Could you return each line from the one bearing "Question. The picture above shows the stone rubble" through the last line of the entries, exactly as it stands, with no pictures?

EXERCISE INPUT:
START

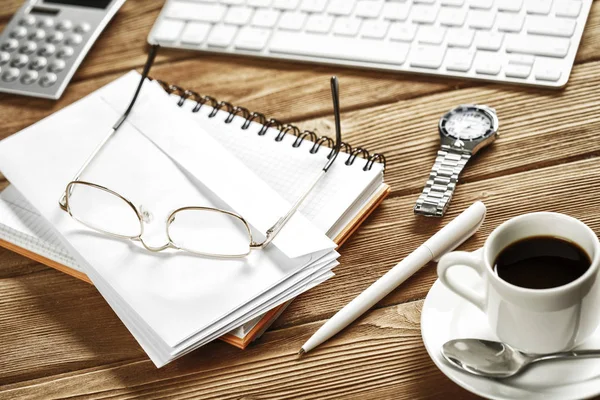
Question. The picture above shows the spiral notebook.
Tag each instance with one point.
(278, 153)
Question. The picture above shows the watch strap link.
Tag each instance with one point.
(442, 181)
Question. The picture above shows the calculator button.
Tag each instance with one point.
(29, 77)
(74, 39)
(46, 23)
(65, 52)
(37, 34)
(56, 37)
(18, 32)
(56, 66)
(64, 25)
(27, 20)
(47, 50)
(19, 61)
(48, 80)
(38, 63)
(82, 27)
(28, 48)
(10, 74)
(10, 45)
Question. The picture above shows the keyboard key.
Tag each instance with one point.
(517, 71)
(319, 23)
(453, 3)
(196, 11)
(424, 14)
(286, 4)
(569, 9)
(545, 73)
(488, 40)
(265, 18)
(460, 37)
(520, 59)
(339, 47)
(293, 21)
(561, 27)
(257, 3)
(341, 7)
(238, 15)
(452, 16)
(168, 30)
(374, 29)
(4, 57)
(509, 5)
(221, 35)
(195, 32)
(396, 11)
(403, 32)
(481, 4)
(487, 63)
(509, 22)
(538, 6)
(431, 35)
(368, 8)
(459, 60)
(426, 56)
(315, 6)
(481, 19)
(537, 45)
(252, 38)
(346, 26)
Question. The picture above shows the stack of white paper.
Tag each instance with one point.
(172, 302)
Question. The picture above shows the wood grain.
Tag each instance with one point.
(59, 339)
(384, 240)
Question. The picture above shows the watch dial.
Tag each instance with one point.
(467, 124)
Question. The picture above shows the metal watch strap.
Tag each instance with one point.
(442, 181)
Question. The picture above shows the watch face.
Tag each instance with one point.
(467, 123)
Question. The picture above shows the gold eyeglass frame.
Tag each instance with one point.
(143, 215)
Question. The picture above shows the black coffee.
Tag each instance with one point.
(541, 262)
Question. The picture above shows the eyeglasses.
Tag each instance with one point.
(203, 231)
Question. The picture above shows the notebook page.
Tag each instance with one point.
(289, 170)
(53, 156)
(22, 225)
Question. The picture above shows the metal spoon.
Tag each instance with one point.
(496, 359)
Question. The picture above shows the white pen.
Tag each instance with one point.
(447, 239)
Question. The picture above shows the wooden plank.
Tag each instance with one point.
(386, 344)
(537, 128)
(86, 334)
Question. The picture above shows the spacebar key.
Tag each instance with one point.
(538, 45)
(315, 45)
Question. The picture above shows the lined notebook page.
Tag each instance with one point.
(22, 225)
(289, 170)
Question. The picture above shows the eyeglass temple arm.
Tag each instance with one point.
(149, 61)
(275, 229)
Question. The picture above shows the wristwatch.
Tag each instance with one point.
(464, 131)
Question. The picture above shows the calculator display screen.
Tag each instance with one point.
(81, 3)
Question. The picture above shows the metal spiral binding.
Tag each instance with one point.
(266, 123)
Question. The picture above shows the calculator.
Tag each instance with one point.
(46, 40)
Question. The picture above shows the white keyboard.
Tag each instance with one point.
(530, 42)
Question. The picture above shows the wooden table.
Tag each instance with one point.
(59, 339)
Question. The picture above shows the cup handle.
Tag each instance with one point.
(471, 260)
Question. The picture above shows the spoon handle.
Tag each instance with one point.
(566, 354)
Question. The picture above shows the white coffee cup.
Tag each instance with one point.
(532, 320)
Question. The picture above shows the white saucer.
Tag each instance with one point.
(446, 316)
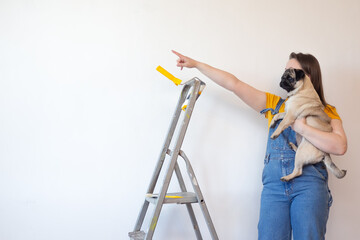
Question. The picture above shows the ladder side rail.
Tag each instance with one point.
(188, 205)
(173, 159)
(200, 197)
(162, 156)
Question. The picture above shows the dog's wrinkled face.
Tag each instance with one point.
(291, 79)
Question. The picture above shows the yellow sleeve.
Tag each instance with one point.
(271, 102)
(331, 112)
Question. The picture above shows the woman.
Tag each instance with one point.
(299, 207)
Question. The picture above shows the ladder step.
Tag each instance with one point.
(138, 235)
(179, 198)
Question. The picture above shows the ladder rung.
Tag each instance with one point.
(179, 198)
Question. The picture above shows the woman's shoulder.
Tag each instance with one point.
(271, 100)
(331, 112)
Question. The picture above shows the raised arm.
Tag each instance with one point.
(253, 97)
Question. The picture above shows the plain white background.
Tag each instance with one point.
(84, 113)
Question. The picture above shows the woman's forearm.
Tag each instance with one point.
(334, 142)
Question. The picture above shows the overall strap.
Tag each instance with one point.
(276, 110)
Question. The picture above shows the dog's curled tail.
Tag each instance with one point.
(333, 168)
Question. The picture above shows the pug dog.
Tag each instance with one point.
(303, 102)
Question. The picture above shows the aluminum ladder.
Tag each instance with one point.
(189, 94)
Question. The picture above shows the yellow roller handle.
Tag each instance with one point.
(168, 75)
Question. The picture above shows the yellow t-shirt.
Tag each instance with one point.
(272, 100)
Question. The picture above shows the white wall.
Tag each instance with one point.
(83, 113)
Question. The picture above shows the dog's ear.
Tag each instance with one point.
(300, 74)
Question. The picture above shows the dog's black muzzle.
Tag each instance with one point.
(287, 83)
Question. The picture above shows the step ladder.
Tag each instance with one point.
(189, 94)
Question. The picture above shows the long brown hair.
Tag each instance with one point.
(311, 67)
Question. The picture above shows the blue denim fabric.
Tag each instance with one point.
(299, 207)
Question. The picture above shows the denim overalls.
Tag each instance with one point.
(300, 206)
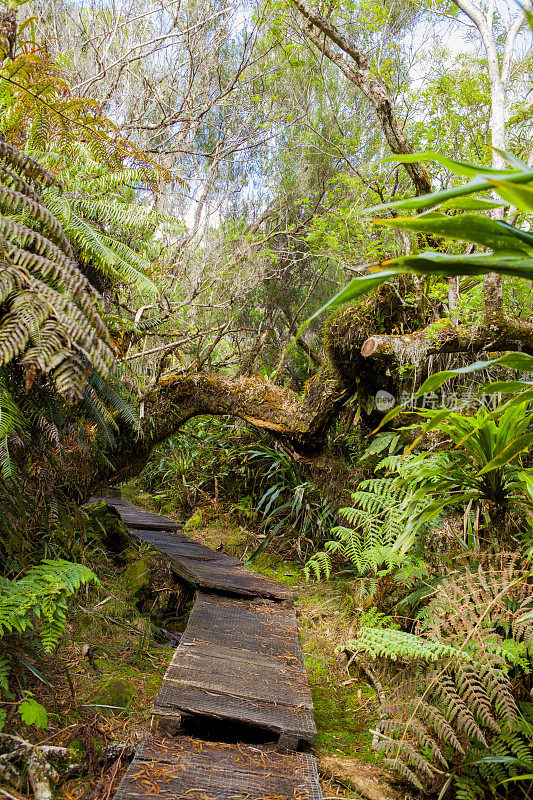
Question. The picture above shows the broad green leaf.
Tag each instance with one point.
(506, 387)
(433, 263)
(472, 204)
(513, 449)
(356, 288)
(519, 196)
(467, 227)
(33, 713)
(464, 168)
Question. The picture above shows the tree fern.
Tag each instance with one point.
(372, 543)
(38, 601)
(466, 676)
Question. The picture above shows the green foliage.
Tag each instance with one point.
(374, 543)
(453, 713)
(214, 457)
(394, 644)
(37, 603)
(42, 594)
(512, 247)
(33, 713)
(49, 309)
(484, 471)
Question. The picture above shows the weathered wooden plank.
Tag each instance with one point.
(197, 564)
(192, 769)
(241, 660)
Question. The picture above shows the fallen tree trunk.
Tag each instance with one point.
(367, 779)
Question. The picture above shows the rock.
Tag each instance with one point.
(367, 779)
(116, 692)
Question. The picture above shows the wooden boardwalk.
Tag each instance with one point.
(183, 767)
(240, 661)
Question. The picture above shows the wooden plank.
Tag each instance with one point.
(241, 660)
(195, 563)
(191, 769)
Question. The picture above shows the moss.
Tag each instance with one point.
(195, 522)
(116, 692)
(136, 576)
(341, 712)
(107, 526)
(287, 572)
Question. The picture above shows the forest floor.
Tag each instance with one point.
(108, 669)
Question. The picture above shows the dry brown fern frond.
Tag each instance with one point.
(467, 702)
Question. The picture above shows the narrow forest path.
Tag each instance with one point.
(239, 662)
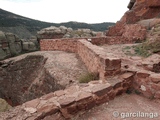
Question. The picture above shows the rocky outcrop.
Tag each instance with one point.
(139, 13)
(64, 32)
(25, 80)
(11, 45)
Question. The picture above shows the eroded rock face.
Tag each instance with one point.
(64, 32)
(25, 80)
(140, 10)
(4, 106)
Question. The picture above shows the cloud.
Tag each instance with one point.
(90, 11)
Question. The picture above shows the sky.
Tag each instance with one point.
(57, 11)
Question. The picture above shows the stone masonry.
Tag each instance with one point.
(94, 57)
(63, 104)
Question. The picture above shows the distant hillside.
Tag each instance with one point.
(26, 27)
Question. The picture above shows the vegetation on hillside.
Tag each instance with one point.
(10, 20)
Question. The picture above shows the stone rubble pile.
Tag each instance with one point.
(64, 32)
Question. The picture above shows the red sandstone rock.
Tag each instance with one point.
(101, 89)
(134, 32)
(59, 93)
(66, 101)
(155, 78)
(141, 10)
(153, 3)
(33, 103)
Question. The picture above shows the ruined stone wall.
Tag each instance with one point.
(64, 104)
(68, 45)
(94, 57)
(147, 83)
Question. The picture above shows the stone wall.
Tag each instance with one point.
(97, 61)
(147, 83)
(64, 104)
(68, 45)
(94, 57)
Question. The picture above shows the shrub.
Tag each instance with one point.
(87, 77)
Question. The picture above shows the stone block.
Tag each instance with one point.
(48, 109)
(47, 96)
(66, 101)
(83, 96)
(33, 103)
(155, 78)
(59, 93)
(86, 104)
(101, 99)
(101, 89)
(69, 111)
(157, 95)
(142, 74)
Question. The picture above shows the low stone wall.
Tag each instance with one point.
(69, 45)
(94, 57)
(64, 104)
(97, 61)
(147, 83)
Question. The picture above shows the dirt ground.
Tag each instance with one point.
(124, 107)
(65, 67)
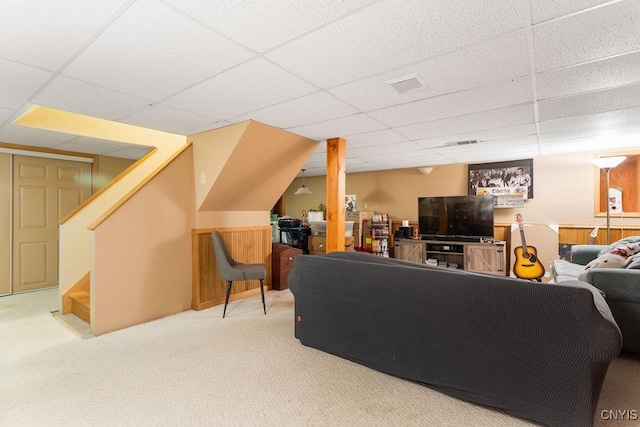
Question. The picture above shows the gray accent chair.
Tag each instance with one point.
(231, 270)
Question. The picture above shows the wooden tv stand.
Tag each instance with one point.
(490, 258)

END

RESULT FOR THIS EXERCISE:
Question. The picture above shows the stone rubble pile.
Tag each instance with one point.
(64, 32)
Question. The picture above shows the red sandstone rock.
Tag each instance with one point.
(101, 89)
(134, 32)
(59, 93)
(66, 101)
(155, 78)
(141, 10)
(153, 3)
(33, 103)
Question. The picture above shows the ruined stone wall.
Tag each instance with one point.
(64, 104)
(68, 45)
(94, 57)
(147, 83)
Question. The picture above shows the stone wall.
Tag each instance with one point.
(97, 61)
(147, 83)
(64, 104)
(68, 45)
(94, 57)
Question. The picture above shows the shrub.
Tag each instance with one point.
(87, 77)
Question. The picture above shows the stone block.
Tag each instance with one point.
(48, 109)
(47, 96)
(66, 101)
(83, 96)
(33, 103)
(155, 78)
(59, 93)
(86, 104)
(101, 99)
(101, 89)
(69, 111)
(157, 95)
(142, 74)
Question. The picture above shows the low stone wall.
Tag each instance with one point.
(69, 45)
(94, 57)
(64, 104)
(97, 61)
(147, 83)
Question. The picture above shows the dirt ground.
Tag each instance with one point.
(124, 107)
(65, 67)
Question. The picture above shows the gray accent chair.
Tag each instance with one point.
(231, 270)
Question. The picture above shows the wooden tv stand.
Tag each instance with one point.
(490, 258)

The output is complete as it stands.